▶ Отрывок
Три месяца Гнидо пролечился в госпитале, и снова на фронт. Летом 1942 года в придонских степях вражеские колонны продвигались на юго-восток, вглубь страны. 17 июля Гнидо на ЛаГГ-3 вылетел на разведку. Заметив вражескую механизированную колонну, он сообщил на КП. Вскоре появились штурмовики. Они с ходу атаковали колонну. Вслед за ними отбомбились "Илы". Но вот появились "Мессеры". Звено наших ЛаГГов, прикрывавшее штурмовиков, вступило в бой. Силы были неравными. Заметив, как пара Ме-109 зажгла один из ЛаГГов, Гнидо кинулся на выручку, открыл огонь. Немецкий самолёт вспыхнул и завертелся, падая вниз. В это время на Гнидо устремились два "Мессера". Снаряд угодил в его самолёт, и он стал падать. Но Пётр успел выброситься с парашютом, приземлился на территории, занятой врагом. Спрятался в кустах, а ночью стал пробираться к своим. Вскоре он снова поднялся в небо. К концу 1942 года Петра Гнидо уже знали, как воздушного бойца, не знающего усталости и страха, умеющего вести бой на предельно коротких дистанциях. К этому времени он записал на свой счёт пять воздушных побед.

[Описания областей на естественном языке]
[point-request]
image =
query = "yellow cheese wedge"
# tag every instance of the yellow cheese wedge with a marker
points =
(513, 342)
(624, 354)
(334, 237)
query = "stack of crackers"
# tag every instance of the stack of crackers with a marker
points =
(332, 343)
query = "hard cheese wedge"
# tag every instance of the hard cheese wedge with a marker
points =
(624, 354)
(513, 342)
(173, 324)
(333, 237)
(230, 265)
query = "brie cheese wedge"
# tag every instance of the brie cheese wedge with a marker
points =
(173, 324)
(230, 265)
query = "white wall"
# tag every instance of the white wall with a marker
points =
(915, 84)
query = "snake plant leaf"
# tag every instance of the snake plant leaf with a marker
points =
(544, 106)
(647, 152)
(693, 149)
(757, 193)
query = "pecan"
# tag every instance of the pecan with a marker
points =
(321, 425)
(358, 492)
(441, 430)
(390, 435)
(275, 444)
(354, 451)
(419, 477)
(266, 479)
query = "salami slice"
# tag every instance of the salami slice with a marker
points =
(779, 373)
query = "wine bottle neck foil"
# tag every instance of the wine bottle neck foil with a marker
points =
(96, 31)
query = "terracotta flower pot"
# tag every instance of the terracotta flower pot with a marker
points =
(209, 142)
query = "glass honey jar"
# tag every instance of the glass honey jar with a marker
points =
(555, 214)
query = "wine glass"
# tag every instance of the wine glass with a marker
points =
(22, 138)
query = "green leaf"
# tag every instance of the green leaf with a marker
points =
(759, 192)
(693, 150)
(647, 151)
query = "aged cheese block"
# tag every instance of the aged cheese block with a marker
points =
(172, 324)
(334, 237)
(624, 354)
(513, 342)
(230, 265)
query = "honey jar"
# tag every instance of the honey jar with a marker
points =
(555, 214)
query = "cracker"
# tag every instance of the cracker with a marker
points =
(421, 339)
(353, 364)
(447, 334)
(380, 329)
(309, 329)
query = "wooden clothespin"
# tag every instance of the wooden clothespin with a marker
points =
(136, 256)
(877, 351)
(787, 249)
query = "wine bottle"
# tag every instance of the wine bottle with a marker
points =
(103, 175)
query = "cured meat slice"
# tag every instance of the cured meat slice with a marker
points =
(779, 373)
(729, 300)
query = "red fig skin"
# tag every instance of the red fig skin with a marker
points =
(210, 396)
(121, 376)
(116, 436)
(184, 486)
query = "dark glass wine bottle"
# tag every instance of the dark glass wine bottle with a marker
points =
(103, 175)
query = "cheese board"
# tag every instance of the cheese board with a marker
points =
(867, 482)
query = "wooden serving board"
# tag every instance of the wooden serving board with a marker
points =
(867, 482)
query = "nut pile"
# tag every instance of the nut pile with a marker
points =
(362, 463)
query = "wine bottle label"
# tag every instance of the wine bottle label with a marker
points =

▶ Ваши задания
A. Сократите абзац отрывка, который начинается словами «Три месяца Гнидо пролечился в госпитале». Сохраните его основные факты.
B. Подхватите повествование о лётчике Петре Гнидо и продолжите его после последнего предложения отрывка.

▶ Результаты упражнения
A. После трёх месяцев в госпитале Гнидо вернулся на фронт. Летом 1942 года враг наступал в придонских степях. 17 июля Гнидо на ЛаГГ-3 вылетел на разведку, заметил вражескую механизированную колонну и сообщил о ней на КП. По колонне ударили штурмовики, затем отбомбились «Илы». В бою с «Мессерами» Гнидо пришёл на выручку подожжённому ЛаГГу и сбил Ме-109. Затем снаряд попал в его самолёт. Пётр выбросился с парашютом над занятой врагом территорией и ночью пробрался к своим. Вскоре он снова летал. К концу 1942 года у него было пять воздушных побед. Его знали как неутомимого и бесстрашного бойца, умеющего вести бой на предельно коротких дистанциях.

B.
В ноябре 1942 года полк был перевооружён на новые Ла-5 и отбыл под Сталинград. Шли жестокие бои – Геринг пытался деблокировать окружённую группировку с помощью воздушного моста. Здесь Гнидо одержал десять воздушных побед, сбив семь бомбардировщиков Не-111 и три истребителя Ме-109. Затем он сражался в небе Донбасса.

В феврале 1943 года, возвращаясь из разведки, самолёты Гнидо и его ведомого попали под сильный зенитный огонь. Машина Гнидо потеряла треть правой консоли, а самолёт ведомого загорелся. Они приземлились на аэродроме подскока, огонь погасили. Там переставили уцелевшую консоль с машины ведомого на самолёт Гнидо. Ведомый залез в фюзеляж самолёта Гнидо, и они прилетели на свой аэродром.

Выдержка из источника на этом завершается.